**** Supplied entries

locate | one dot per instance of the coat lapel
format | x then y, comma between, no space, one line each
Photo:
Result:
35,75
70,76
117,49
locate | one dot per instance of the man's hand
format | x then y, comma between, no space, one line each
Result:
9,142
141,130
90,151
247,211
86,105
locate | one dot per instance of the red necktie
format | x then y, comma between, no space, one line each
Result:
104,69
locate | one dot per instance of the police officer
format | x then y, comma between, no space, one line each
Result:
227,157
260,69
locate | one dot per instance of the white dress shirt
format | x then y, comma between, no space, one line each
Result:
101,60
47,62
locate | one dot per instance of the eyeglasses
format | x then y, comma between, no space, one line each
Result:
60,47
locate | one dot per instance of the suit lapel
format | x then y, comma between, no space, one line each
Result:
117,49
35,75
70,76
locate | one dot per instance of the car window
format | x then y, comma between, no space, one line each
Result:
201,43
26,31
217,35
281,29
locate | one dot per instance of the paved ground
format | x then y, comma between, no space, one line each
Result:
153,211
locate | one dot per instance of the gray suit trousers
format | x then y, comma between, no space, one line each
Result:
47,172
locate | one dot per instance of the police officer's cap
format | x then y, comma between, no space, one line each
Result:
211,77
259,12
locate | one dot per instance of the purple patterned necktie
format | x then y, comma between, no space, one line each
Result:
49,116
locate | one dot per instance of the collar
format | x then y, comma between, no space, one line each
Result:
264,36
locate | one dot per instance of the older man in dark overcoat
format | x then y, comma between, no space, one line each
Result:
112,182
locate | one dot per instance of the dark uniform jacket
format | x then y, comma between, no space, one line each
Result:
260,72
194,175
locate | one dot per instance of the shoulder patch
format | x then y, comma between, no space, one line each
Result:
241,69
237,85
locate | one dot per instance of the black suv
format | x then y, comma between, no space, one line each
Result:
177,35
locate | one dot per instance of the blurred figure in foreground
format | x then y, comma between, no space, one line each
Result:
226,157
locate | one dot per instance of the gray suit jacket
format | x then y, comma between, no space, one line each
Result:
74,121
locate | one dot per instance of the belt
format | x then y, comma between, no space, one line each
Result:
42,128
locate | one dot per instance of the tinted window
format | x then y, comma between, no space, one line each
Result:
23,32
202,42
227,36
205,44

********

• _Direction_:
Extract every record. Keep wording exact.

• _Answer to this problem_:
locate | one dot per instance of the coat lapel
format | x then y, comma between, no space, one line each
Photo:
Result:
35,75
70,76
117,49
locate | one dot per instance of the man's hand
format | x then y, comma between, no space, one line each
Result:
9,142
141,130
90,151
247,211
86,105
locate | one dot per instance of the red necktie
format | x then y, comma between, no space, one line each
Result:
104,69
locate | one dot per instance of the police officer
format | x then y, comma between, no space, one line each
Result:
227,157
260,69
locate | one dot per instance of the white dress shirt
format | x then y, comma between, no space, one line each
Result:
101,60
47,62
locate | one dot per instance of the eyeglasses
format | x then y, comma between, no space, one line each
Result:
60,47
locate | one dot per instance of the suit lapel
format | x then y, comma between, no space, one line each
Result:
117,49
35,75
70,76
locate | one dot per instance of the car window
format | x then y, comma between, no space, one line each
Result:
201,43
26,31
217,35
281,29
locate | one dot per instance of the paved ground
format | x then y, comma between, no space, one line each
Result:
153,211
locate | one dot per instance of the gray suit trousers
format | x then y, comma between, no space, one line each
Result:
47,172
locate | one dot per instance of the police officer's cap
format | x then y, comma between, no space, one line each
Result:
211,77
259,12
locate | one dot per instance of the purple patterned necktie
format | x then y, comma between, no space, one line each
Result:
49,116
locate | one dot per instance of the collar
format | x then y, comma between, no space, one line each
Result:
264,36
locate | one dot per instance of the older man in dark overcoat
format | x then y, comma between, no space, one line each
Result:
112,182
locate | one dot per instance of the dark uniform jacket
format | x then y, comma between, no space, one line each
Result:
260,72
194,175
locate | one dot per instance of the shoulder patch
format | x then y, comma between, no space, one line each
Result:
241,69
237,85
locate | one dot per instance of the black suv
format | x then y, comma between, no space, one line each
Result:
177,35
locate | one dot per instance of the blurred figure in foreground
format | x then y, comma between, no space, one line each
Result:
226,157
locate | one dot per instance of the gray suit jacket
format | x then y, comma between, no space, one line each
Result:
74,121
locate | one dot per instance of the belt
format | x then y, comma between, no space, one line each
Result:
42,128
locate | one dot per instance of the tinted window
format | x then y, comma between, no space, one line each
Result:
23,32
202,42
227,36
205,44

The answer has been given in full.